(Items from a dataset)
▬▬▬▬▬▬
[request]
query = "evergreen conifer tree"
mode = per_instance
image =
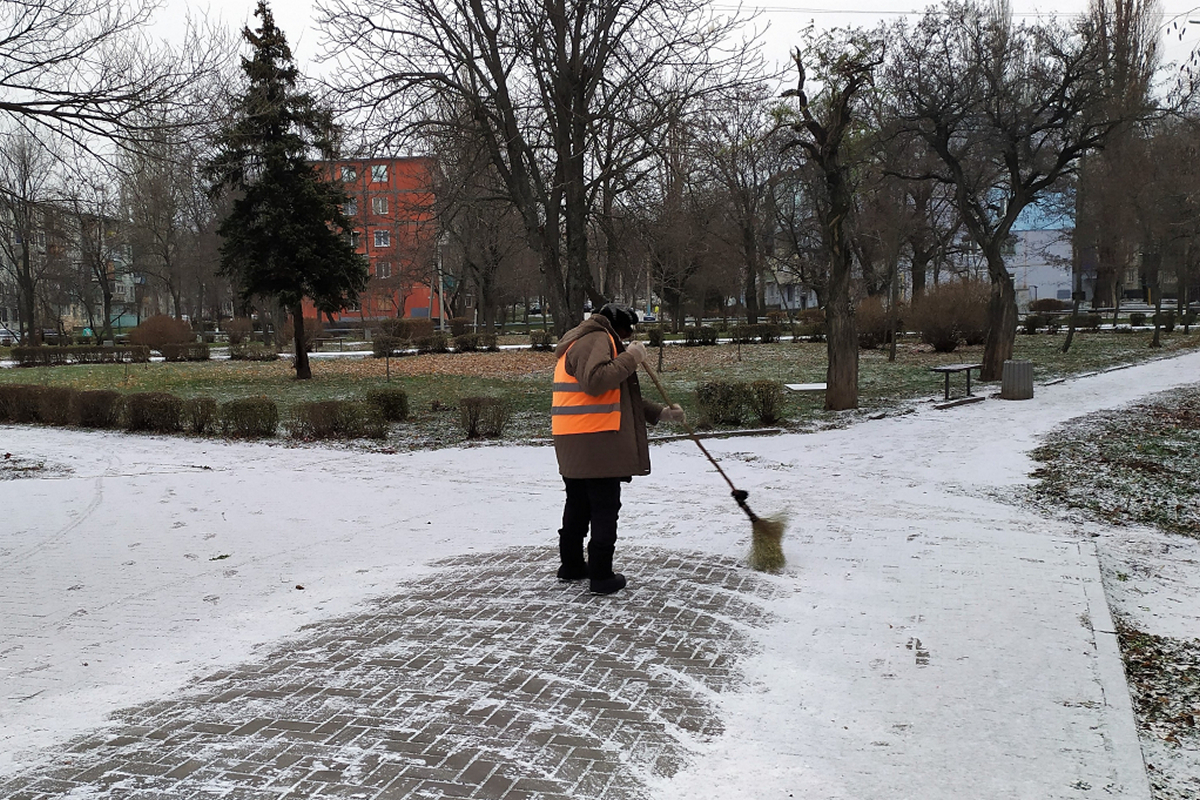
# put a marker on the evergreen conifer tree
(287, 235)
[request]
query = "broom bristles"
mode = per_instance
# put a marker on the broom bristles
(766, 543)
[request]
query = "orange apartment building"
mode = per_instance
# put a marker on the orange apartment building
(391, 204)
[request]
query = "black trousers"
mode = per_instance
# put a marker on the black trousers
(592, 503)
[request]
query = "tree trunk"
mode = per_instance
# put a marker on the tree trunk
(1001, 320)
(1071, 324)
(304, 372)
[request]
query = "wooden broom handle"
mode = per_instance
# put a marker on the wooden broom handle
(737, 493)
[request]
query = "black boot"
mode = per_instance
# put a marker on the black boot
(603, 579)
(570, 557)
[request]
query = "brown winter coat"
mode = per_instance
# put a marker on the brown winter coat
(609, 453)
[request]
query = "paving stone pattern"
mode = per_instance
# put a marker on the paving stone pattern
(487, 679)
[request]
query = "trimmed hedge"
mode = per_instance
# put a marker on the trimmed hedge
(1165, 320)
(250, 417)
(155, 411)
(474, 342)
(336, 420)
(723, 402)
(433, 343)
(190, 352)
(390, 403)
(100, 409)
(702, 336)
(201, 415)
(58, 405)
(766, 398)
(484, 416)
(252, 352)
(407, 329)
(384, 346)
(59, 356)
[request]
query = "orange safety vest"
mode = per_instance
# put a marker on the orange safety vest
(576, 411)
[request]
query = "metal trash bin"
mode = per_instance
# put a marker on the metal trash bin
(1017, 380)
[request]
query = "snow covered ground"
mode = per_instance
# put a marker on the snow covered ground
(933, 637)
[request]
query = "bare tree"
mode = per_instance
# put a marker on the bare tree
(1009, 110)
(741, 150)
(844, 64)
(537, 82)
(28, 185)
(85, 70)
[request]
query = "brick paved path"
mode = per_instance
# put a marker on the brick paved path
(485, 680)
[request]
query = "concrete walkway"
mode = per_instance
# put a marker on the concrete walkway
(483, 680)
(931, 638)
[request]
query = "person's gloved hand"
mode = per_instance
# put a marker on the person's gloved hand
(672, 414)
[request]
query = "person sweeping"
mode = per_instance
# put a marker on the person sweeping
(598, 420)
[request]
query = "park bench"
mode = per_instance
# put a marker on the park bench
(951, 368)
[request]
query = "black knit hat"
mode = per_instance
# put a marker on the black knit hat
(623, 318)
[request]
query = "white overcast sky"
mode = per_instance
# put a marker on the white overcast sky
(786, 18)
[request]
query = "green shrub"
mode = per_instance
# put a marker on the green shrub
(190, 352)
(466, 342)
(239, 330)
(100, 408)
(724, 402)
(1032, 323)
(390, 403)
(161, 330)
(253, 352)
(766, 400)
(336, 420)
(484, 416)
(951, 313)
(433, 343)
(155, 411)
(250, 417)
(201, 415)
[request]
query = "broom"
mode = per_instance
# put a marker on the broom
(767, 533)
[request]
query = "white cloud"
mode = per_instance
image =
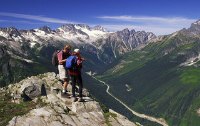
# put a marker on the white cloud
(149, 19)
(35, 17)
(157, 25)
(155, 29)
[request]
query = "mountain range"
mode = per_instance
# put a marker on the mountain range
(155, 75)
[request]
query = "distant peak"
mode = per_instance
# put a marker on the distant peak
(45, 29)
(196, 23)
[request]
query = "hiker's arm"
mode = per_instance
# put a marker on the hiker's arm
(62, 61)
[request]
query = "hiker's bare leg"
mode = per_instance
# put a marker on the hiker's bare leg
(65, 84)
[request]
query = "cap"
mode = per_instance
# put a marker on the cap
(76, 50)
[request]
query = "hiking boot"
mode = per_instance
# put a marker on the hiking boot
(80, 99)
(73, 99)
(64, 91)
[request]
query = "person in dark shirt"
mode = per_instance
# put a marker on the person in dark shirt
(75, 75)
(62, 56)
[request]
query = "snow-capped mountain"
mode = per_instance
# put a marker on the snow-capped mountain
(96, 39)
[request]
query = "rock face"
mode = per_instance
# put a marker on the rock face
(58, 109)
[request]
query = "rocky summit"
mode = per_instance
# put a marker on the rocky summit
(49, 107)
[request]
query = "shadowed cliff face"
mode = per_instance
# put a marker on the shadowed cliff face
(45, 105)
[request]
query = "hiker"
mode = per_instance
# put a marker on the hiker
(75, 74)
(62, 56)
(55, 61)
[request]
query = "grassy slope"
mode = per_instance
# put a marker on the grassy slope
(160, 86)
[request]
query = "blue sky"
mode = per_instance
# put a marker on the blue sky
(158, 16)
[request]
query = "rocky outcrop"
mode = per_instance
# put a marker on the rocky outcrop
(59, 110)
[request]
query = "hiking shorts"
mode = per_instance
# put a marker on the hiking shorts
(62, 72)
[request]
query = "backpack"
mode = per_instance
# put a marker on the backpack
▬▬▬▬▬▬
Task item. Set each line of the records down exactly, leaving every picture out.

Written reply.
[request]
query = "evergreen conifer tree"
mode = per_instance
image =
# put a marker on the evergreen conifer tree
(287, 235)
[request]
query = "broom bristles"
mode = per_instance
# put a marker on the broom bristles
(766, 543)
[request]
query = "orange apartment building"
mode = per_instance
# put a marker on the orange apartment building
(391, 204)
[request]
query = "black trousers"
mode = per_instance
# put a marker on the black trousers
(592, 503)
[request]
query = "tree trunk"
mode = per_instance
# put a marker on the tree trunk
(1001, 320)
(1071, 324)
(304, 372)
[request]
query = "wooden broom handle"
mode = per_instance
# put a marker on the wooden broom handle
(737, 493)
[request]
query = "black boot"
mode = per_instance
# put a marker on the black boot
(603, 579)
(570, 557)
[request]
query = "brown winter coat"
mode = per_instance
# put a marker on the brown winter coat
(609, 453)
[request]
query = "paving stone pattern"
mode = per_instance
# put a marker on the paving stone pattern
(487, 679)
[request]
query = "trimmed hedge"
mode = per_instance
# put a marker on the trimmed hedge
(1165, 320)
(250, 417)
(155, 411)
(474, 342)
(336, 420)
(723, 402)
(433, 343)
(190, 352)
(390, 403)
(100, 409)
(702, 336)
(201, 415)
(58, 405)
(766, 398)
(484, 416)
(252, 352)
(407, 329)
(384, 346)
(59, 356)
[request]
query = "orange safety vest"
mode = per_instance
# put a marker on the orange safety vest
(576, 411)
[request]
query = "metal trash bin"
mode = per_instance
# put a marker on the metal trash bin
(1017, 380)
[request]
query = "snow covered ground"
mode = per_instance
# put a marker on the snow covered ground
(933, 637)
[request]
query = "bare tree"
mode = per_instance
# put a marker on the bare tree
(1009, 110)
(741, 150)
(844, 64)
(537, 82)
(28, 185)
(85, 70)
[request]
query = "brick paved path"
mode = per_instance
# put a marker on the brick paved path
(485, 680)
[request]
query = "concrete walkway"
mode = per_instance
# put a marker on the concrete walkway
(483, 680)
(931, 638)
[request]
query = "person's gloved hand"
mode = per_instance
# put a marker on the person's gloved hand
(672, 414)
[request]
query = "person sweeping"
mode = per_instance
# put a marker on the person sweeping
(598, 420)
[request]
query = "park bench"
mode = per_instance
# put a marker on the park bench
(951, 368)
[request]
query = "black knit hat"
mode = per_instance
# put a marker on the black knit hat
(623, 318)
[request]
query = "white overcast sky"
mode = per_instance
# put a marker on the white overcast sky
(786, 18)
[request]
query = "green shrub"
mode = per_instance
# put a marker on the green shrub
(190, 352)
(466, 342)
(239, 330)
(100, 408)
(724, 402)
(1032, 323)
(390, 403)
(161, 330)
(253, 352)
(766, 400)
(336, 420)
(484, 416)
(951, 313)
(433, 343)
(155, 411)
(250, 417)
(201, 415)
[request]
query = "broom"
mode = per_instance
# put a marker on the broom
(767, 533)
[request]
query = "white cloud"
mode = per_instance
image =
# put a marker on the white cloud
(149, 19)
(35, 17)
(157, 25)
(155, 29)
[request]
query = "mountain range"
mode = per_instance
# put a marker on the mountain range
(155, 75)
[request]
query = "distant peak"
mode = per_instance
# put a marker on the distant peak
(45, 29)
(196, 23)
[request]
query = "hiker's arm"
mode = per_instance
# put a marker on the hiker's arm
(62, 61)
[request]
query = "hiker's bare leg"
mode = per_instance
# put a marker on the hiker's bare leg
(65, 84)
[request]
query = "cap"
mode = per_instance
# put a marker on the cap
(76, 50)
[request]
query = "hiking boot"
mode = per_instance
# put a marker on the hiking boot
(80, 99)
(73, 99)
(64, 91)
[request]
query = "person in dark shirt"
mode = per_instance
# put a marker on the person in dark shirt
(75, 75)
(62, 56)
[request]
query = "snow-capped mountain"
mode = per_instance
# put a marker on the snow-capped mountain
(96, 39)
[request]
query = "rock face"
mode = per_instance
# put a marker on the rock face
(58, 109)
[request]
query = "rocky summit"
mode = per_instance
# put a marker on the rocky summit
(49, 107)
[request]
query = "shadowed cliff face"
mode = per_instance
# put a marker on the shadowed cliff face
(45, 105)
[request]
query = "hiker"
mode = per_instance
# put a marker on the hiker
(75, 74)
(62, 56)
(55, 61)
[request]
query = "grassy slope"
mode = per_instance
# put a marker on the grassy slope
(160, 86)
[request]
query = "blue sky"
mode = per_instance
# put a marker on the blue sky
(158, 16)
[request]
query = "rocky outcrop"
mode = per_instance
# put a marker on the rocky outcrop
(59, 110)
[request]
query = "hiking shorts"
mode = per_instance
# put a marker on the hiking shorts
(62, 72)
[request]
query = "backpack"
mode = per_instance
# put a marker on the backpack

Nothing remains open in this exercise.